- _DOCUMENT_

::::::::::

# RS Custom Saddlery???



## laurapratt01 (Oct 3, 2012)

I have an RS saddle model 315 that I bought used and I'm wondering if anyone knows anything about them? What do they cost new? Are they a decent brand? What kind of tree are they built on? I can tell by looking at it that it's not the highest quality saddle but it seems alright. What can you tell me about them? I'm very curious. Thank you!


----------



## Rawhide (Nov 11, 2011)

Owned one in past (not that model) decent for price IMO, as I buy,sell trade tack,etc on occasion like most of us.
Heres there site :RS Saddlery :: Huge Selection of Saddles For Sale!!!

If its the same same RS.

Boone


----------



## Saddlebag (Jan 17, 2011)

::::::::::

- _WORK INSTRUCTIONS_
a: Write out the passage of the saddle forum thread that begins with the words containing "## Rawhide (Nov" and ends with "same same RS.".
b: Using the saddle forum thread, decide whether each statement agrees with it: (i) The poster bought the RS saddle new. (ii) Rawhide once owned the same model, the 315. (iii) Rawhide judged the RS saddle he owned to be decent for its price. Give yes or no for each, along with the exact words from the thread that settle it.
c: Proceed with the forum thread about the RS saddle, starting right after the last line shown.

Coordinate labeling data:
::::::::::

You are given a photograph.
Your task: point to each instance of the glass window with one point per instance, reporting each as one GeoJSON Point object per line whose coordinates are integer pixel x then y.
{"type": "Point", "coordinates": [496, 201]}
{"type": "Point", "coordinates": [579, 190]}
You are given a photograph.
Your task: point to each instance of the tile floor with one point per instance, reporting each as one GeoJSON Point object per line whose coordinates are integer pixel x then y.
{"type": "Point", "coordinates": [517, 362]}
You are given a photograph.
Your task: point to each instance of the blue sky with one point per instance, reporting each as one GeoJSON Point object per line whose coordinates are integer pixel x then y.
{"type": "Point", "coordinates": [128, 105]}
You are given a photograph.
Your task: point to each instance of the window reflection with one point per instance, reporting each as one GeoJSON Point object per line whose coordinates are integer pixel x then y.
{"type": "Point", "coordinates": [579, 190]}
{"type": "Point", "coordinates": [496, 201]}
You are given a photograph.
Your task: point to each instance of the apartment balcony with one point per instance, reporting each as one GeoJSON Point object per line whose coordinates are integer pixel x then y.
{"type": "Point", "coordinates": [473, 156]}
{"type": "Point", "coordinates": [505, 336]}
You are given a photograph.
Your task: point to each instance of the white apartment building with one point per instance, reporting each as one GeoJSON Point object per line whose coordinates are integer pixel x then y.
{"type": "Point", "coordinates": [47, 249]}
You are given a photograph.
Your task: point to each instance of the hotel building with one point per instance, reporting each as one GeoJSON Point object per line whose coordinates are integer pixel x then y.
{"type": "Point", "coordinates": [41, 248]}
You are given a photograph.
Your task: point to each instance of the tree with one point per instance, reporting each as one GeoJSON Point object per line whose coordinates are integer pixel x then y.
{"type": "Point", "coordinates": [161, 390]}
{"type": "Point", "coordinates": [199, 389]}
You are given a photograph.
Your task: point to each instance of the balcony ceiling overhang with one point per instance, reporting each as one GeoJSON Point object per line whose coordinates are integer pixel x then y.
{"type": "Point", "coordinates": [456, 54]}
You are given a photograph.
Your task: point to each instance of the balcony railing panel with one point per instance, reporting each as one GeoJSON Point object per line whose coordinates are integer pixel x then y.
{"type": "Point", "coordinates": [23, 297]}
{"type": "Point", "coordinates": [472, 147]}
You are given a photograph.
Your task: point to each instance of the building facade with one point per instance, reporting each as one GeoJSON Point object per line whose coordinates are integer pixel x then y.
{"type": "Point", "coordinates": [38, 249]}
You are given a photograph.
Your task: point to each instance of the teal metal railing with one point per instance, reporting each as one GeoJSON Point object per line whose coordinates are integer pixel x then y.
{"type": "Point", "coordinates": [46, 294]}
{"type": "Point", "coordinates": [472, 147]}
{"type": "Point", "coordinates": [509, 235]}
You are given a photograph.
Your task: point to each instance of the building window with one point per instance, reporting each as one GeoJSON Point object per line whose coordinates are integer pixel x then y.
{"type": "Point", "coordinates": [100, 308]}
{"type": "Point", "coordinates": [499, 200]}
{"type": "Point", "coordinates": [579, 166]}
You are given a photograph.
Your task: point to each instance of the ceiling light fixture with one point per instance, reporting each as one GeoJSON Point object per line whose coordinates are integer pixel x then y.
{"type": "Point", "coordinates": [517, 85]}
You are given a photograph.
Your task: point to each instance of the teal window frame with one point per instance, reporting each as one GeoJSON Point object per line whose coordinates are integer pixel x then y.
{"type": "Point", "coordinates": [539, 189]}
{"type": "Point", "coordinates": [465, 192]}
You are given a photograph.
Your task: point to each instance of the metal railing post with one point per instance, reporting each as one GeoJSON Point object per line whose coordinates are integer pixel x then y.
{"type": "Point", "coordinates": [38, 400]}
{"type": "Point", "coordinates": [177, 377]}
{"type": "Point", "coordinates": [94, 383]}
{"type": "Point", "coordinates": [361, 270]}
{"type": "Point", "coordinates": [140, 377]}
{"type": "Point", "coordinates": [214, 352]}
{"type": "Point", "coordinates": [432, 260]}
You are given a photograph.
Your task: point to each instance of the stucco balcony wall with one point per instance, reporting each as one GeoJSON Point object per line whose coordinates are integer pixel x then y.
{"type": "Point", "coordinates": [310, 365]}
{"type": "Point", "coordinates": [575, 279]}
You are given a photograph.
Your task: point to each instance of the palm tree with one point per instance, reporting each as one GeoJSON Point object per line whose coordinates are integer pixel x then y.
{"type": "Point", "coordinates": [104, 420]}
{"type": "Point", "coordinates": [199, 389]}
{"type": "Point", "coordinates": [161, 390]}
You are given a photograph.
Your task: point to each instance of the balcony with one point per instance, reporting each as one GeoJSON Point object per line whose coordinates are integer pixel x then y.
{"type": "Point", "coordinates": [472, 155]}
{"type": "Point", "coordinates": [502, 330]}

::::::::::

- _WRITTEN RESPONSES_
a:
## Rawhide (Nov 11, 2011)

Owned one in past (not that model) decent for price IMO, as I buy,sell trade tack,etc on occasion like most of us.
Heres there site :RS Saddlery :: Huge Selection of Saddles For Sale!!!

If its the same same RS.

b:
(i) No: "that I bought used"
(ii) No: "Owned one in past (not that model)"
(iii) Yes: "decent for price IMO"

c:
I had one in my shop and it took a lot of work to make it right. The part of the stirrup leather than ran around the tree was so thick it caused a lump under the skirt that make the horse's back sore. No amount of grunt work would move the stirrup leather as I wanted to shave it down so I had to back the skirts off. Whomever had installed the skirts had gone nuts with the power stapler and often where there should have been one staple there were three or four. For a new saddle the leather was incredibly dry which made me think it wasn't American veg. tanned. It's more like the Asian urine tanned altho not positive. In brief, I wouldn't buy one, nor would I recommend one. I was able to free the leather and what I found was that the thickness throughout it's length was anywhere from 1/8th to 1/4. By eliminating the greater thickness the lump under the skirt was eliminated. I know of very few buyers who check the stirrup leathers to look for evenness or stretching. Replacement can add considerably to the cost.


----------



## QHriderKE (Aug 3, 2011)

I must have an older model RS. 
My saddle is very nice, good leather, rivets instead of staples, and fits my horses really well. 
I love mine, but it sounds the quality of the new ones isnt the same?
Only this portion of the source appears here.